==== Data shown ====

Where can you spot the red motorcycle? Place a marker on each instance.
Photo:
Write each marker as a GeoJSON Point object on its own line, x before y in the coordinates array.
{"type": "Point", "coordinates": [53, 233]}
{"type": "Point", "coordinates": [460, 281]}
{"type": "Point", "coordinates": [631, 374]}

====

What you should do:
Take the entries above and transcribe them exactly.

Task solution:
Where can you spot the red motorcycle? Place a marker on each instance.
Photo:
Write each marker as a GeoJSON Point object on its own line, x before y in the coordinates array.
{"type": "Point", "coordinates": [53, 233]}
{"type": "Point", "coordinates": [460, 281]}
{"type": "Point", "coordinates": [631, 374]}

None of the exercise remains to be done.